Begin

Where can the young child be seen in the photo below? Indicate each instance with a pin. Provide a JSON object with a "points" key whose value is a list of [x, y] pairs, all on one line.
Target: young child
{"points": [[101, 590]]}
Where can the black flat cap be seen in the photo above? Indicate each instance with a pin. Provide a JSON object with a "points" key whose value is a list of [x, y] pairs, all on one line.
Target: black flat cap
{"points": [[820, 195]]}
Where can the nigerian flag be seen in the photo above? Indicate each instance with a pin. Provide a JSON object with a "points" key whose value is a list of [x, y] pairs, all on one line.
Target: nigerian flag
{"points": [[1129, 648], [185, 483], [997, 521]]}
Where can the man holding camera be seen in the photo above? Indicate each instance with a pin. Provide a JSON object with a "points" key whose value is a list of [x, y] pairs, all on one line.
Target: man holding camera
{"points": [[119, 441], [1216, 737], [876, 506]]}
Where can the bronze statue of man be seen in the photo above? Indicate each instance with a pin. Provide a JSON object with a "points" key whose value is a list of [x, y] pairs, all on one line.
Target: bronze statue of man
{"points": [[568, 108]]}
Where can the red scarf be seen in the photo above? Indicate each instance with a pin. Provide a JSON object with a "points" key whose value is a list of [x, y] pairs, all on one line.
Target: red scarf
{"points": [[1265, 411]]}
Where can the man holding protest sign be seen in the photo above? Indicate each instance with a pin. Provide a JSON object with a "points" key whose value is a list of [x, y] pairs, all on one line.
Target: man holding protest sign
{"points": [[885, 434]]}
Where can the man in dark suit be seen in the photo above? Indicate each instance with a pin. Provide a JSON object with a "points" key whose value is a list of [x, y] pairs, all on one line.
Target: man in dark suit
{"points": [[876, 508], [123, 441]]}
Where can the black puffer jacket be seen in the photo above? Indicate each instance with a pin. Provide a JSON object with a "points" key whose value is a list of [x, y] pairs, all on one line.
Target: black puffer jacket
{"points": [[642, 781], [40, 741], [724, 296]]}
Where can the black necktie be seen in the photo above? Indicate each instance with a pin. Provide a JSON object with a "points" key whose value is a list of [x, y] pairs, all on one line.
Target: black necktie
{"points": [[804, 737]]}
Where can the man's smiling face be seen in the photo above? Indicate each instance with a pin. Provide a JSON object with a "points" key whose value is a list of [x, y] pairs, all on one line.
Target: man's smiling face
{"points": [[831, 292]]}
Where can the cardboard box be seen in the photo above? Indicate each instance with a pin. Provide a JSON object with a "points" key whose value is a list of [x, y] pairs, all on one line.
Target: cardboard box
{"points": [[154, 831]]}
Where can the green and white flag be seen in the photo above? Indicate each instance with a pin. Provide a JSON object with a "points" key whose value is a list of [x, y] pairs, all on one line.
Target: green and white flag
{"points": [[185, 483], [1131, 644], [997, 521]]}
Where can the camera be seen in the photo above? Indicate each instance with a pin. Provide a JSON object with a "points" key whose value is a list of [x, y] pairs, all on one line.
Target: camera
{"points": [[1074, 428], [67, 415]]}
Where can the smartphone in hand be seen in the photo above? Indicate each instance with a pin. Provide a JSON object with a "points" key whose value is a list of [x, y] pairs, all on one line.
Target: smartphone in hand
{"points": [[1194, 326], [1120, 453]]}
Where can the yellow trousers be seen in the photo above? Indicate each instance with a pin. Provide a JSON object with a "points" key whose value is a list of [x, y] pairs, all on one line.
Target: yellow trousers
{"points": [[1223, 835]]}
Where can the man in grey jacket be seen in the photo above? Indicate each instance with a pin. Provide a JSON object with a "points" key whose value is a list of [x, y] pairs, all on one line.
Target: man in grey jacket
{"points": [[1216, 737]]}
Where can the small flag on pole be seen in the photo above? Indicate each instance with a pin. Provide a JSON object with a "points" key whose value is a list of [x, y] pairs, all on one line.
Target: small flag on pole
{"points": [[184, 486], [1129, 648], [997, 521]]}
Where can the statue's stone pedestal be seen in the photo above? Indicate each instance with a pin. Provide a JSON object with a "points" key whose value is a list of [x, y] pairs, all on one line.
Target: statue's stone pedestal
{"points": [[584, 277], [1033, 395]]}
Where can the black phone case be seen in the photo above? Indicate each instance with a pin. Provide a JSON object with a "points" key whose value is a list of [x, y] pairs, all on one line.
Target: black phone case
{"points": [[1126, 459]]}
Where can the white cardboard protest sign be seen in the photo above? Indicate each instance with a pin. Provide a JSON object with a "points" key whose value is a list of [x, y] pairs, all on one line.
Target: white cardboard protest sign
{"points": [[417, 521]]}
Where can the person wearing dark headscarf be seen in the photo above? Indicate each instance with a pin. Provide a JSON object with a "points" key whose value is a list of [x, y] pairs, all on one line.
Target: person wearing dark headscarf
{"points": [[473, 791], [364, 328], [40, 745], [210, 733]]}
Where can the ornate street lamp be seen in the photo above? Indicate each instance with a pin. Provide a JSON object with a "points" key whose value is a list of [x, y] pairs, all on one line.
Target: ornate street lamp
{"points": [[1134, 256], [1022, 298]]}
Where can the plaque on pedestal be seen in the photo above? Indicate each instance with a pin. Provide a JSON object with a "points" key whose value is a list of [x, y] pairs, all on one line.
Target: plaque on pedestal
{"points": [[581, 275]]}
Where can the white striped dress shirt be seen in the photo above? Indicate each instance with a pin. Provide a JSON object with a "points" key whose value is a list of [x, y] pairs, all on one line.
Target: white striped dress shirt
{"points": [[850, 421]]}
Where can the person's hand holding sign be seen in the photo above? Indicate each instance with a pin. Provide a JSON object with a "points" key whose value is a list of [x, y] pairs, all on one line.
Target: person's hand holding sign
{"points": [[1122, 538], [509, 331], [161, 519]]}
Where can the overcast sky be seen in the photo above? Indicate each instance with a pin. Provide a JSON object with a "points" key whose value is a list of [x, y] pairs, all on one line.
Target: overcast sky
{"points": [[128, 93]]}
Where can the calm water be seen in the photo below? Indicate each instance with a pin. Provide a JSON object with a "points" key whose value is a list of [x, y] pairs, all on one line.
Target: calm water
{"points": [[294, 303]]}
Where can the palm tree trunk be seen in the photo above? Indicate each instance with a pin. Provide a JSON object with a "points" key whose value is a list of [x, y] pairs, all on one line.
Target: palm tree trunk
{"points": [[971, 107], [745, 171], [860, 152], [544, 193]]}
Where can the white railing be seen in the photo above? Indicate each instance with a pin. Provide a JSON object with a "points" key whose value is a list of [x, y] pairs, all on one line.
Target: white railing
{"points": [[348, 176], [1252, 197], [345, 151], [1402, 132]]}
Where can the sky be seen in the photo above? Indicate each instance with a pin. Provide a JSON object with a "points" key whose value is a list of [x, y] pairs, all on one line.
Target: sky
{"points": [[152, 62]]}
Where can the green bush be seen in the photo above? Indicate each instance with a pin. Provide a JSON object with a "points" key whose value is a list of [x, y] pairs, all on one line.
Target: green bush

End

What you should do -
Above are some records; repeat all of them exactly.

Correct output -
Where can the young child be seen in the photo below? Indicate each instance with a pin. Provide a JSON object with a "points" key whose value is a list of [x, y] pairs, all on one line.
Target: young child
{"points": [[101, 590]]}
Where can the black flat cap be seen in the photo above? Indicate each instance with a pin. Provide a JSON object with a "points" key whose value is a list of [x, y] pairs, all on one line.
Target: black flat cap
{"points": [[820, 195]]}
Where can the nigerian flag be seen in the photo above? Indicate each instance with a pin. Provide a JSON object with a "points" key whose value is a list of [x, y] pairs, all on one line.
Target: nigerian flag
{"points": [[1129, 648], [185, 483], [997, 521]]}
Where can the man holding camera be seen in the photo above? Indicate each instance with a pin. Provide a JSON object with a "points" key whose value is a list of [x, y] pairs, all on one line.
Target: man holding camera
{"points": [[119, 441], [1216, 737], [876, 506]]}
Where can the bronze statue of man be seen in the photo above? Indicate each instance with a pin. Provide a JSON object with a "points" key whose value is a list of [x, y] pairs, all on one line.
Target: bronze statue of man
{"points": [[568, 108]]}
Where can the red scarf be seen in the photo above? Indicate each instance with a pin. Provide a JSON object with a "points" key whose value is a list of [x, y] pairs, all on one line.
Target: red scarf
{"points": [[1265, 411]]}
Where can the man holding protest sign be seen in the photo above? Indicate each instance with a pin. Provide a JSON object with a "points" key whose value is a list of [x, y] pairs, all on one line.
Target: man holding protest sign
{"points": [[885, 434]]}
Where can the man in dark suit be seen in the photo above? Indicate each instance with a pin. Provide a JSON object with a "points" key whose value is a list of [x, y] pairs, all on one line.
Target: man in dark suit
{"points": [[876, 508], [123, 441]]}
Where can the black puffer jacket be seen in the photo above? Indicate each instance with a pin. Provide a JSON object with a "points" key whose value is a list of [x, y] pairs, all on one line.
Target: black puffer jacket
{"points": [[642, 781], [40, 741], [724, 296]]}
Where can the black necktie be seen in the photo above? Indicate each instance with a pin. Provide a JSON object with a "points" key whose value is a list of [x, y] pairs, all on one line.
Target: black necktie
{"points": [[804, 737]]}
Where can the man's smiling face be seen in the photo above? Indicate each instance with a pin. Provide a JSON object with a "points" key whose value is a list of [x, y] pairs, all on one line.
Target: man's smiling face
{"points": [[831, 292]]}
Where can the cardboard box be seen in the photo above? Indicate each instance with a pin. Provide a JSON object with a "points" key whose value is a list of [x, y] pairs, all on one line.
Target: cardboard box
{"points": [[154, 831]]}
Where can the green and white flag be seen in the photo above? Indicate each instance with a pin. Provide a JSON object with a "points" key whose value is a list of [x, y] pairs, all on one line.
Target: green and white flag
{"points": [[185, 483], [1131, 644], [997, 521]]}
Where can the camera be seen in the photo above? Indicate each instance with a pin. Provide a JSON object with a "points" key whose value is a list of [x, y] pairs, all on one line.
Target: camera
{"points": [[1074, 428], [67, 415]]}
Where can the smartphone in hand be seen in the photo above? Indicate each instance with a pin. Provide a JSON object with a "points" key whose value is a list of [x, y] pairs, all on one line.
Target: smartphone in hand
{"points": [[1194, 326], [1120, 453]]}
Where can the yellow trousers be seen in the photo above? Indicate each instance with a pin. Provide a JSON object with a "points" key whose value is a list of [x, y] pairs, all on one line.
Target: yellow trousers
{"points": [[1223, 835]]}
Where can the man in grey jacket be seen in the photo above? Indicate each instance with a pin. Provide a JSON object with a "points" key whose value is a list of [x, y] pairs, all on one line.
Target: man in grey jacket
{"points": [[1216, 737]]}
Where can the small flag on pole be seen in the photo above? Indicate each instance with a pin. Provide a JSON object with a "points" key whose value is a list of [x, y] pairs, all on one line.
Target: small flag on pole
{"points": [[184, 486], [1129, 648], [997, 521]]}
Where can the statue's stone pedestal be seen in the photo above? Indicate each instance with a pin. Provide a JSON object with a "points" key whose value is a list of [x, y] pairs, all on one line.
Target: statue's stone pedestal
{"points": [[584, 277], [1033, 395]]}
Where can the black phone case be seen in the photo above? Indicate each instance with a pin. Provide a JSON object with a "points" key whose value is a list of [x, y] pairs, all on one line.
Target: black phone case
{"points": [[1126, 459]]}
Where can the white cardboard protest sign be seen in the photo above? Indicate each instance with a pin. Provide a JSON object with a "points" key whose value is a list of [x, y] pairs, all on one line.
Target: white cardboard protest sign
{"points": [[417, 521]]}
Where can the person wearing dark headscarf be seen in the photo above? Indicate each instance with a pin. Provide a JSON object with a "points" key whose value is a list of [x, y] pairs, all on one line.
Target: person wearing dark headscarf
{"points": [[473, 791], [364, 328], [40, 745], [210, 733]]}
Where can the ornate street lamp be seen in the photo above? Indicate each instance with a pin. Provide a JSON object with a "points" key whose value is a list of [x, y] pairs, all on one line.
Target: ornate street lamp
{"points": [[1134, 256], [1022, 298]]}
Where can the plaque on pedestal be seen in the photo above? Indicate each instance with a pin. Provide a JSON object with a "points" key whose value is a list of [x, y] pairs, all on one line.
Target: plaque on pedestal
{"points": [[581, 275]]}
Where can the white striped dress shirt be seen in the photo above? Indicate each instance with a pin. Provide a JSON object with a "points" key whose value is a list of [x, y] pairs, all on one line.
Target: white striped dress shirt
{"points": [[850, 421]]}
Where can the person's hand holding sign be seen in the photo above? Indicate each instance with a pin. Provide a JSON object with a "points" key whose value is a list of [x, y] pairs, all on one line.
Target: person's hand holding sign
{"points": [[1122, 538], [509, 331], [161, 519]]}
Where can the overcast sky be seen in the photo above? Indicate each instance with a pin. Provide a JSON object with a "points" key whose value is a list of [x, y] pairs, all on one line.
Target: overcast sky
{"points": [[128, 93]]}
Where can the calm water be seen in the photo below? Indicate each instance with a pin. Provide a JSON object with a "points" key whose value is a list of [x, y] pairs, all on one line.
Target: calm water
{"points": [[294, 303]]}
Where can the palm tree trunk be seen in the photo above? Indicate each instance with a pin. Provide a JSON object with a "points" key whose value is a list of [x, y] pairs, all on one line.
Target: palm tree trunk
{"points": [[971, 107], [745, 171], [860, 152], [544, 193]]}
Where can the white railing be seen in the photo above? Indicate each instance with a pin. Provide a JSON object with a "points" key whose value is a list of [x, y] pairs, all on one line.
Target: white railing
{"points": [[348, 176], [1252, 197], [345, 151], [1402, 132]]}
Where can the sky be seen in the photo above? Indicate each instance with a pin. Provide a JSON object with a "points" key whose value is a list of [x, y] pairs, all on one line.
Target: sky
{"points": [[152, 62]]}
Where can the green bush be seen in the photo above? Indicate each instance with a pin. Provide a JSON object with a "points" key whose value is a list of [x, y] pairs, all on one line.
Target: green bush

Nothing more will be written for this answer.